● Task instructions
Please reproduce every one of the entries below word for word.

● Excerpted data
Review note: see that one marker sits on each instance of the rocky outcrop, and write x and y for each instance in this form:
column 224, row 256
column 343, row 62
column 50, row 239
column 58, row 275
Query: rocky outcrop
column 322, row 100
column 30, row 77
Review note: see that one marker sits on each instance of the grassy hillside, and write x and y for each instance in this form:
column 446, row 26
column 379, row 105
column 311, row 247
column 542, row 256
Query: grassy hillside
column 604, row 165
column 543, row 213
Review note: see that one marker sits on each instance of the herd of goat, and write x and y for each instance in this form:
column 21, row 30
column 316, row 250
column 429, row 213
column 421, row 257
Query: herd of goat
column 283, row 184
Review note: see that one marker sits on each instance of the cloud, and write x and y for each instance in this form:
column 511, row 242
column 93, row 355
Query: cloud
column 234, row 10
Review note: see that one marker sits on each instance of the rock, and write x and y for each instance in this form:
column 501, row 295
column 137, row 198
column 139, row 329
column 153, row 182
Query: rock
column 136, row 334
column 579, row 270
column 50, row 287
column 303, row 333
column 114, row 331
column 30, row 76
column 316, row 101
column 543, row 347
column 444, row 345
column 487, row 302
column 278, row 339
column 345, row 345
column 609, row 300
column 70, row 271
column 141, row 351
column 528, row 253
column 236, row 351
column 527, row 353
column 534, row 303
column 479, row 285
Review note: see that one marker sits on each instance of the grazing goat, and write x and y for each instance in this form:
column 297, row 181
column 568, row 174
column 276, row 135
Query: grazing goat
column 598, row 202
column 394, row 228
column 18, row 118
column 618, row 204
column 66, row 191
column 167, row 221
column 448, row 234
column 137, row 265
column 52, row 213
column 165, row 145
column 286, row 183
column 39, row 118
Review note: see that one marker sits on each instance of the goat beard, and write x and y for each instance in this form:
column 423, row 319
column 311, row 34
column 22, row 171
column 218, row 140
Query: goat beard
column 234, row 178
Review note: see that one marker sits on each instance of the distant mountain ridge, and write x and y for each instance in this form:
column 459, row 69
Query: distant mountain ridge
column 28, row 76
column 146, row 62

● Solution
Review note: see that one marker sits on each instance of the rocky outcrop, and write x and y for each instance in this form:
column 224, row 256
column 343, row 62
column 50, row 239
column 58, row 275
Query: rocky outcrop
column 322, row 100
column 30, row 77
Review note: see that one marker sits on each instance of the grassy hillside, and write x and y for each instance in this form:
column 446, row 26
column 379, row 105
column 311, row 247
column 542, row 256
Query: grassy hillside
column 604, row 165
column 543, row 213
Review note: see that one marker sits on each instance of the herd of goat, and write x and y for each instance in this form:
column 21, row 30
column 316, row 250
column 429, row 213
column 421, row 257
Query: herd of goat
column 283, row 184
Review note: see that one marker sits on each instance of the cloud, and write x and y for each instance in this form:
column 511, row 242
column 93, row 355
Query: cloud
column 234, row 10
Review note: see that one marker sits on each instance of the rock, and write x and y for each instance in this form:
column 501, row 295
column 137, row 198
column 139, row 329
column 153, row 182
Query: rock
column 136, row 334
column 579, row 270
column 50, row 287
column 303, row 333
column 114, row 331
column 30, row 76
column 316, row 101
column 543, row 347
column 444, row 345
column 487, row 302
column 278, row 339
column 345, row 345
column 609, row 300
column 70, row 271
column 141, row 351
column 528, row 253
column 236, row 351
column 527, row 353
column 534, row 303
column 479, row 285
Review note: see that one marker sits on each instance of the grazing goat, and write x and y for each instance in this form:
column 297, row 181
column 568, row 174
column 276, row 135
Query: grazing goat
column 598, row 202
column 394, row 228
column 18, row 118
column 618, row 204
column 66, row 191
column 167, row 221
column 448, row 234
column 137, row 265
column 52, row 213
column 165, row 145
column 286, row 183
column 39, row 118
Review note: see that one marker sits on each instance of the goat beard, and write x and y for each instance in this form:
column 423, row 319
column 311, row 34
column 22, row 171
column 218, row 140
Query: goat beard
column 234, row 178
Review note: see that one marker sits on each instance of the distant mountain ridge, and write x and y for each instance in this form:
column 459, row 69
Query: distant mountain ridge
column 28, row 76
column 146, row 62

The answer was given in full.